■ What is expected
Locate every line in the entries below that contains the word "white", and copy each of those lines. Matching is case-sensitive.

■ Records supplied

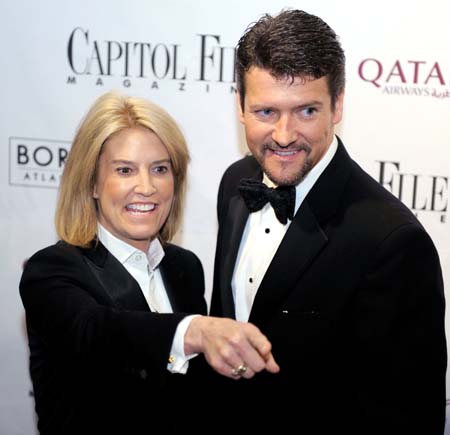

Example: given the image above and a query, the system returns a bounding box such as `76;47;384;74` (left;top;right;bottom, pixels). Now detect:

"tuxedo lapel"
249;201;328;325
249;138;354;324
84;242;149;311
220;195;249;318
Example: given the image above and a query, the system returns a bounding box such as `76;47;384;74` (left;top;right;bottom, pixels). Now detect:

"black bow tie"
238;178;295;225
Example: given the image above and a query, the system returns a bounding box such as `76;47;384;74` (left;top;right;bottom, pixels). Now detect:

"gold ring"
231;363;247;376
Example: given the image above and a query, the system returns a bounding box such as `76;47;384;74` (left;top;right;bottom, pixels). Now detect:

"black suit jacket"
211;141;447;435
20;242;206;435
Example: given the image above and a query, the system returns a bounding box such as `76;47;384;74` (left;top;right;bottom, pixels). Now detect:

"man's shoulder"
223;154;261;179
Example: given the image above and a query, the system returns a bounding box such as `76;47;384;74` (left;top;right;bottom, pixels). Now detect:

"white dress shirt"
98;223;197;374
231;137;338;322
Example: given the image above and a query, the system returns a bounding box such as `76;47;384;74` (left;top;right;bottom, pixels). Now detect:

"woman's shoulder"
163;243;201;266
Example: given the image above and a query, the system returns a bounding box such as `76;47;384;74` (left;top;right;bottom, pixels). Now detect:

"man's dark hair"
236;10;345;110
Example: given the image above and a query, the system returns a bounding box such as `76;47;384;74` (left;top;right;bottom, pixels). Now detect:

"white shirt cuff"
167;314;199;375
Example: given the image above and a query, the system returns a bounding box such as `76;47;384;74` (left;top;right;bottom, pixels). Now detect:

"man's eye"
257;109;273;117
302;107;317;118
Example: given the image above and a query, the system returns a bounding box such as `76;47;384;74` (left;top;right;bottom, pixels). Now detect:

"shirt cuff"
167;314;200;375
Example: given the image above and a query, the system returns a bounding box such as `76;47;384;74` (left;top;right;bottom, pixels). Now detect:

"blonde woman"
20;93;278;435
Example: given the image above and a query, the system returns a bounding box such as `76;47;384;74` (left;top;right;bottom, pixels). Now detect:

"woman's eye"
153;165;169;174
116;167;131;175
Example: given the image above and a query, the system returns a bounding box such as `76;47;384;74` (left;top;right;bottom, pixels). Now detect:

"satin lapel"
249;138;354;325
249;201;328;325
85;242;149;311
220;195;249;318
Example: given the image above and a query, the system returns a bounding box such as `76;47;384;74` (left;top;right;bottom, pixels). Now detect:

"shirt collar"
263;135;338;214
98;222;164;270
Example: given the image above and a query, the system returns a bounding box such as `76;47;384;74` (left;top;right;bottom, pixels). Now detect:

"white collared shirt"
98;223;197;374
231;136;338;322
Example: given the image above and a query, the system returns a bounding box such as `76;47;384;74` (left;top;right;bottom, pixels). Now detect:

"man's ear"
333;91;345;125
236;92;244;124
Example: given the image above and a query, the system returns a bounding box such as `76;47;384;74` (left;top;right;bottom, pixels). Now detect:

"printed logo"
9;137;70;188
358;58;450;98
377;160;448;223
67;27;236;94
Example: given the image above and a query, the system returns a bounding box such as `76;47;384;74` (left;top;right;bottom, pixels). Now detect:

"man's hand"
184;316;280;379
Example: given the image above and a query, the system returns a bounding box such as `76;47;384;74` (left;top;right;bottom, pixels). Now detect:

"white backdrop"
0;0;450;435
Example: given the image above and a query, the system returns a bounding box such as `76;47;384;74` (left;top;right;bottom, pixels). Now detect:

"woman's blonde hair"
55;92;189;247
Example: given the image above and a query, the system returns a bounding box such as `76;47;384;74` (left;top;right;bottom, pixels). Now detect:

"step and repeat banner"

■ Written solution
"white dress shirt"
"white shirt cuff"
"white collared shirt"
"white backdrop"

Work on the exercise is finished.